What you will do: The answer should consist of the records below, repeated exactly, and no pictures.

=== Entries provided ===

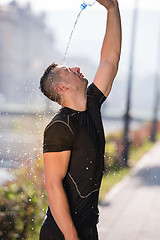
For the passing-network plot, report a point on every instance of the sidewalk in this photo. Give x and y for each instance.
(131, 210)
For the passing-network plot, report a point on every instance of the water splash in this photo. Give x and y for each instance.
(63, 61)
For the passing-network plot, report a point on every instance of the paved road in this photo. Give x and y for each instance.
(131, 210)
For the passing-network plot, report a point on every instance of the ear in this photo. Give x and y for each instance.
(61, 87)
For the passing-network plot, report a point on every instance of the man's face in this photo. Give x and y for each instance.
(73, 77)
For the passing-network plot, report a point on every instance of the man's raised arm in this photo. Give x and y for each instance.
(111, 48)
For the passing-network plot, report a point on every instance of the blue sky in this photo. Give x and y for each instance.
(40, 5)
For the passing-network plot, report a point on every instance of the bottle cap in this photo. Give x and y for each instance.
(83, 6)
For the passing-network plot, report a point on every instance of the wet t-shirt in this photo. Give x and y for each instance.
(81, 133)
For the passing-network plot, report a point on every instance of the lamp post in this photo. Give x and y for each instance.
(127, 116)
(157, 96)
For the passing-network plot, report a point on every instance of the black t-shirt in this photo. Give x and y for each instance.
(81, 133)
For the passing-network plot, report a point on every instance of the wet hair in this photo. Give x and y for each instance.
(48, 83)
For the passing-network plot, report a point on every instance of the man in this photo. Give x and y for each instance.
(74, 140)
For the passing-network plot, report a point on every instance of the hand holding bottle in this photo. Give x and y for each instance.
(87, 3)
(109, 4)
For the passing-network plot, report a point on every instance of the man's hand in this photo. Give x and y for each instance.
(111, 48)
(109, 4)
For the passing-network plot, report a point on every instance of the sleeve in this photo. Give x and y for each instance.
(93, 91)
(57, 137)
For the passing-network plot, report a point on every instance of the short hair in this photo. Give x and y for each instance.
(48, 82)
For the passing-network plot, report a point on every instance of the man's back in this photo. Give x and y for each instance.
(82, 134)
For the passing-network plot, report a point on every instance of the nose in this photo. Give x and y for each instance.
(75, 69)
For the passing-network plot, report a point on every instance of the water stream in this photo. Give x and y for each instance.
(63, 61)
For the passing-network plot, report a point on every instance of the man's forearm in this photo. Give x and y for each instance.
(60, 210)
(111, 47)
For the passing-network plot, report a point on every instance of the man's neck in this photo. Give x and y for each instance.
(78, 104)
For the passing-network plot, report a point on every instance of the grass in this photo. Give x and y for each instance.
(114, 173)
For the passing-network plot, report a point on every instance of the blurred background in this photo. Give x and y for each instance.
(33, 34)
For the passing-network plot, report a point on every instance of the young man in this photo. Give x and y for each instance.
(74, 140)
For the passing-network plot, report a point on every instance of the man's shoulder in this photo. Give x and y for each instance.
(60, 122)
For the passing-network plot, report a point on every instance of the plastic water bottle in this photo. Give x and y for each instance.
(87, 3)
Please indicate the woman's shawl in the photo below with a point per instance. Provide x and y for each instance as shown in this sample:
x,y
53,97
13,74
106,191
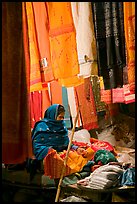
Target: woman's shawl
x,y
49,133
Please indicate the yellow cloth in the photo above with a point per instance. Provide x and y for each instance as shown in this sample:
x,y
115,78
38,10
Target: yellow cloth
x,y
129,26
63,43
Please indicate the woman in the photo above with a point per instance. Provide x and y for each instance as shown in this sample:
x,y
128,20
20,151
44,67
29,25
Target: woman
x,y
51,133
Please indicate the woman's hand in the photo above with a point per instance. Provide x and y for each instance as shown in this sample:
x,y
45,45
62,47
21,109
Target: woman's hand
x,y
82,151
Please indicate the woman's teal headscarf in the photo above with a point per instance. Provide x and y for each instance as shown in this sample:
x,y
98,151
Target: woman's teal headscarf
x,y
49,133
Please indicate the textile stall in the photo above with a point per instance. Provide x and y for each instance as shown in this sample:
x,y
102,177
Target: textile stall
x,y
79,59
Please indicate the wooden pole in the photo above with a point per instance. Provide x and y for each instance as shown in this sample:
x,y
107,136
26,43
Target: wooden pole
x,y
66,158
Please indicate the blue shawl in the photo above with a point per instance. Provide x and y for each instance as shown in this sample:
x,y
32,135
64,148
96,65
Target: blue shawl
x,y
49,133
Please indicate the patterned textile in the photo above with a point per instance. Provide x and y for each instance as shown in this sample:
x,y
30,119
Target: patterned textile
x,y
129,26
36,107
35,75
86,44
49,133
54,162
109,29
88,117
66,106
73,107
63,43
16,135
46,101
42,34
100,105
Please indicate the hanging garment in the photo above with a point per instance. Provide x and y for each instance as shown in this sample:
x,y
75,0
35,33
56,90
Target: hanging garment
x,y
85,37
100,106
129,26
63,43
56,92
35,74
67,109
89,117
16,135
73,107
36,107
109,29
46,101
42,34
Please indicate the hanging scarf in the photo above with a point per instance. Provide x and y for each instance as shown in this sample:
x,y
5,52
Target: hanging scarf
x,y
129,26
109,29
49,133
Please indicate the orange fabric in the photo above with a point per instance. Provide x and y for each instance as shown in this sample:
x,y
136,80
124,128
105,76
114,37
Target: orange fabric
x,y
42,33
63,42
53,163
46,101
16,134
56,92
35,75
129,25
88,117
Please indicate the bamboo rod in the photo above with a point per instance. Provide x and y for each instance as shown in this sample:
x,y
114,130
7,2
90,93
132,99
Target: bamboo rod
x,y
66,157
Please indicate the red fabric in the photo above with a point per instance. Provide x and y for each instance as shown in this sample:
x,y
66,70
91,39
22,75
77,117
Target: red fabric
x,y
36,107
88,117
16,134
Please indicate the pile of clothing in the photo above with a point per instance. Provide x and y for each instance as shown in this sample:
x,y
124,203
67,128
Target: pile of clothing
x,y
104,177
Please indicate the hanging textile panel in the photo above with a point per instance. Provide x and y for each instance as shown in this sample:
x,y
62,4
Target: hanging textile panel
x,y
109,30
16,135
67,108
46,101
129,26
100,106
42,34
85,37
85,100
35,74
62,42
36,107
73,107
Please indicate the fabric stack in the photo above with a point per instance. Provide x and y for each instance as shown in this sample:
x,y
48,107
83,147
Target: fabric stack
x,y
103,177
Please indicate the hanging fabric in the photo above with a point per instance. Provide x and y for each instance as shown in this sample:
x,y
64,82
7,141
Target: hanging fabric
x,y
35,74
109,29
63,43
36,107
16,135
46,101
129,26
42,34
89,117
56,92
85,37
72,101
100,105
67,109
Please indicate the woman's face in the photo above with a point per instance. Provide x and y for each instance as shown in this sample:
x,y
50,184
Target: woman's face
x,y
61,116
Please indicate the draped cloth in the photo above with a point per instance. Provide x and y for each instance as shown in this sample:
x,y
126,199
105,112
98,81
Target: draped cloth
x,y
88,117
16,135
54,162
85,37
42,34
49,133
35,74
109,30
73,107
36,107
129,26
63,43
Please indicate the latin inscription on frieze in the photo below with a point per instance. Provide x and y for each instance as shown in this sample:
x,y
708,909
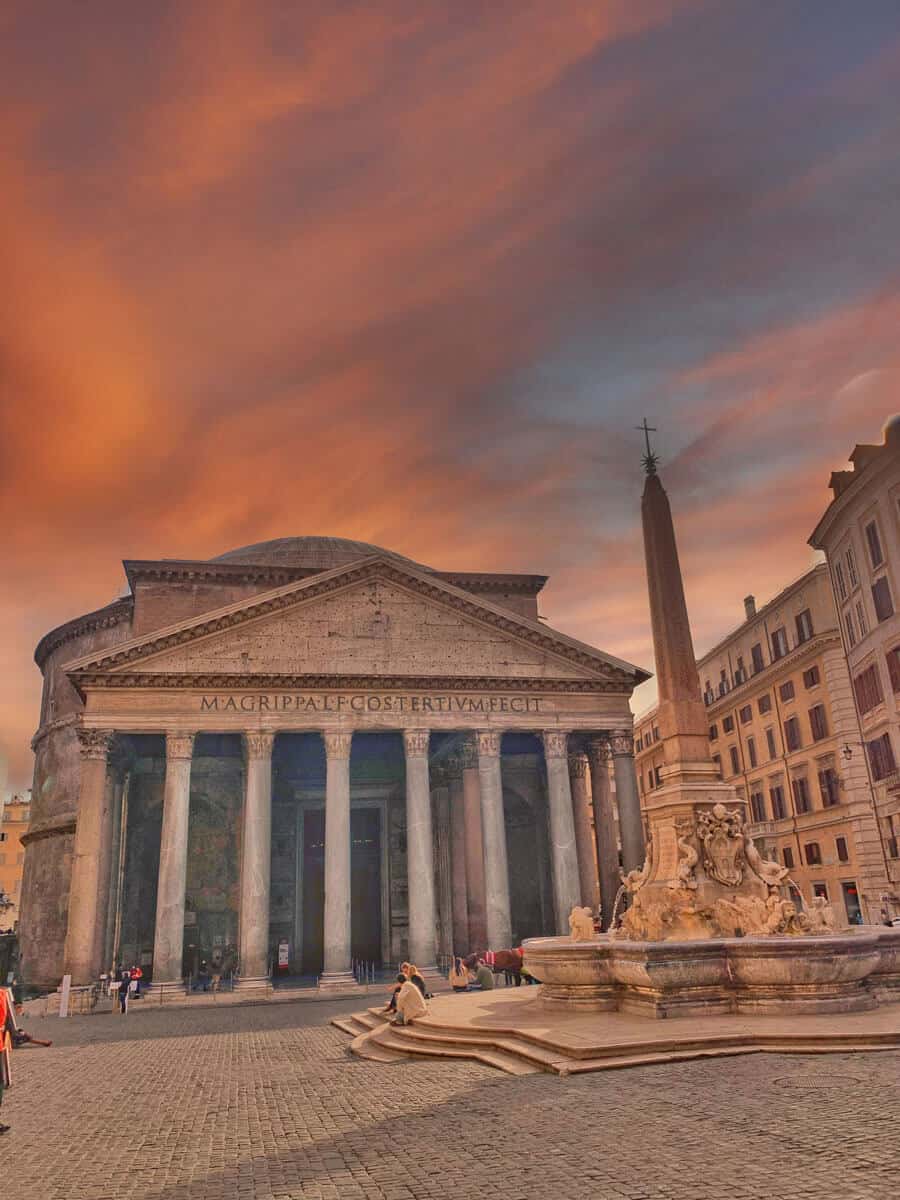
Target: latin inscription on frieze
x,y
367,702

===

Task result:
For the passing-network plot, report a point on every instance of the sidewalk in this photo. Give x and y for each instance.
(131, 210)
For the passing-network plot, report a point on every instance of the water splash in this photo. Give x and y for each instance.
(63, 61)
For the passing-network plot, report a point on every instance of the paved road in this photo. Give x and y for each instance.
(131, 210)
For the passing-network plot, report a point on every instance of the ear in this photo. Give x and y for each instance.
(61, 87)
For the passing-network plot, report a point on every instance of the man's face in this photo. Give x and y for each instance.
(73, 77)
For the passing-network plot, report a point on every instance of the man's raised arm in this photo. Give x and y for each instance.
(111, 48)
For the passing-network plot, report a point on every instance of the blue sky in this photo. Give x and y for each instance.
(40, 5)
For the passing-network plot, report a point on every instance of the bottle cap in this photo. Give x and y for each instance.
(83, 6)
For the passing-network plot, report a point on every instance of the wet t-shirt in this photo. Give x and y for each instance.
(81, 133)
For the passing-network plot, report a point on every instance of the lamp post in this photo. Give x and y for each instance.
(127, 116)
(157, 96)
For the passing-network plot, report a point on every instance of the black t-shirt in this photo. Give x and y for each instance.
(81, 133)
For the passing-network plot, report a point on every instance of the wet hair in this photo. Give x and y for each instance.
(48, 83)
For the passing-network plot, report a point on every instance of the man in this photo. Give x and y for each instance.
(74, 140)
For the passing-network plot, report a point on every instance of the hand holding bottle in this photo. Give x and y for each instance.
(87, 3)
(109, 4)
For the passing-network plot, report a point on every instance of the man's hand in this photo. Give x and y for each instance.
(111, 48)
(109, 4)
For the passing-network plot, report a point on every instance of the sleeve in this photo. Give x and y for each instance.
(93, 91)
(57, 137)
For the passing-network plot, report a point on every instance of the short hair in this photo. Give x and y for each instance.
(48, 82)
For the passing-network plot, report a point on every instance of the man's back in this photo. Give x and y for each instance.
(82, 134)
For the passing-network plot, report a point on every instance of the nose in this photo. Give x and y for each instance.
(75, 69)
For the passing-network plot, report a point on every instance of the water stream in this photo. Give x and y for each instance.
(63, 61)
For the passing-network plot, report a point on every instance of the man's forearm in this photo. Give x and y for each instance.
(60, 210)
(111, 47)
For the passing-network plot, report a point on every instance of the man's neck in this photo. Give x and y for each instance.
(78, 104)
For the passing-network plot, report a point on every instance of the grass in this photo. Give x and y for each instance.
(114, 173)
For the passing-network plot, report a point on every instance of the blurred background in this photo. Give x and y for each instance.
(33, 34)
For the passing-network plot, report a point on every instance of the young man in this photo. Give x and y for each instance.
(74, 140)
For the passing-network plot, report a point on every instance of the man's shoulder in this photo. Give x and y for each instance.
(60, 122)
For the passing-network plot, report a point on every instance of the plastic water bottle in this photo. Give x and y for each instance.
(87, 3)
Please indicate the woman's shawl in the photo below with a point per instance. Provide x and y for each instance as shown in this sample:
x,y
53,97
13,74
106,191
Target: woman's shawl
x,y
49,133
Please indicate the yellow cloth in the photo above with a point per instance. Provide x and y for each instance as shown in this sample:
x,y
115,78
38,10
Target: yellow cloth
x,y
129,26
63,43
Please indicate the woman in the photo above with a point per instance. Provide x and y for each instance as shown in this sample:
x,y
128,20
20,151
44,67
29,25
Target: woman
x,y
51,133
Please indicate the woman's hand in the photo above with a point per instance. Provide x and y for each instance as shown in this sample:
x,y
45,45
62,47
21,109
Target: woman's hand
x,y
82,151
Please indicate the woman's teal headscarf in the photo above with a point per instance. Provide x and y for each instance as shown in this sample:
x,y
98,151
Target: woman's teal headscarf
x,y
49,133
Please indicate the textile stall in the photo above with a point per instance. Provide x and y for each instance as shown in this sample:
x,y
102,177
Target: textile stall
x,y
79,59
Please indicate the wooden pole in the photo above with a point per instance. Provide x and y for each instance as shown in this sample:
x,y
107,136
26,43
Target: wooden pole
x,y
66,158
Please indicate the blue shawl in the photo above with a point per instance. Provide x and y for each instance as shown in this sample:
x,y
32,135
64,148
96,65
Target: blue shawl
x,y
49,133
Please indicate the patterned textile in the photo above with a point per instance. Provide x and y for each instance as shown in this sample:
x,y
30,119
Target: patterned textile
x,y
129,26
36,107
35,75
86,44
49,133
54,162
109,29
88,117
66,106
73,107
63,43
16,135
46,101
42,34
100,105
Please indicate the hanging garment in the photo above with a point per instance. Provide x and y for each instance as shown in this sample:
x,y
75,0
35,33
56,90
Target: hanging garment
x,y
85,37
100,106
129,26
63,43
56,92
35,74
67,109
89,117
16,135
73,107
36,107
109,29
46,101
42,34
Please indicate the hanging scarf in the photo above with a point per instance. Provide x and y for each instance as shown in this sample:
x,y
5,52
Target: hanging scarf
x,y
129,26
109,29
49,133
Please indicate the orange fabric in the photo above with a point per instance. Provide x and y for each instance as shown in this sample:
x,y
136,80
124,128
105,76
114,37
Target: orange fabric
x,y
42,33
63,42
53,163
46,101
16,134
56,92
35,75
129,25
88,117
Please indicate the bamboo rod in the photo above with a point per instance. Provide x and y for each instance as shown in this sample:
x,y
114,130
7,2
90,93
132,99
Target: bamboo rod
x,y
66,157
Please indicate the red fabric in the photo above with a point per instance. Provide x and y for each instance as shown in this sample:
x,y
66,70
91,39
22,75
77,117
Target: red fabric
x,y
36,107
88,117
16,134
Please indicate the pile of clothing in the photo above with a point per instance. Provide x and y for each instance as shown in this sample:
x,y
124,203
67,128
Target: pile of clothing
x,y
104,177
Please indicate the hanging textile panel in the photo above with a point per instance. Provide x and y for each instance as shown in this sample:
x,y
62,4
Target: hanging textile panel
x,y
109,30
16,135
67,108
46,101
129,26
100,106
42,34
85,37
85,100
35,74
62,42
36,107
73,107
Please indicate the fabric stack in the photo above with a point per instance. Provide x and y for each instance as shown in this sample:
x,y
48,107
83,147
Target: fabric stack
x,y
103,177
Please indicate the hanging fabric in the photo above with a point per instance. Provide x and y for each instance as shown in this sample:
x,y
64,82
7,141
Target: hanging fabric
x,y
35,74
109,29
63,43
36,107
16,135
46,101
129,26
42,34
89,117
56,92
85,37
72,101
100,105
67,109
Please indicate the woman's face in the photo above with a point per instance. Provide x and y for each instance as shown in this sample:
x,y
50,184
Target: woman's face
x,y
61,116
Please indicate the draped cloth in the photo above with a point per instance. Provide x and y for each instance as shown in this sample:
x,y
126,199
105,112
98,81
Target: draped cloth
x,y
88,117
16,135
54,162
85,37
42,34
49,133
35,74
109,30
73,107
36,107
129,26
63,43
Please indicate the latin inscription on frieze in the photo below with a point per instance. Provide x and y for each instance as shown in this sample:
x,y
708,909
Target: latin inscription on frieze
x,y
367,702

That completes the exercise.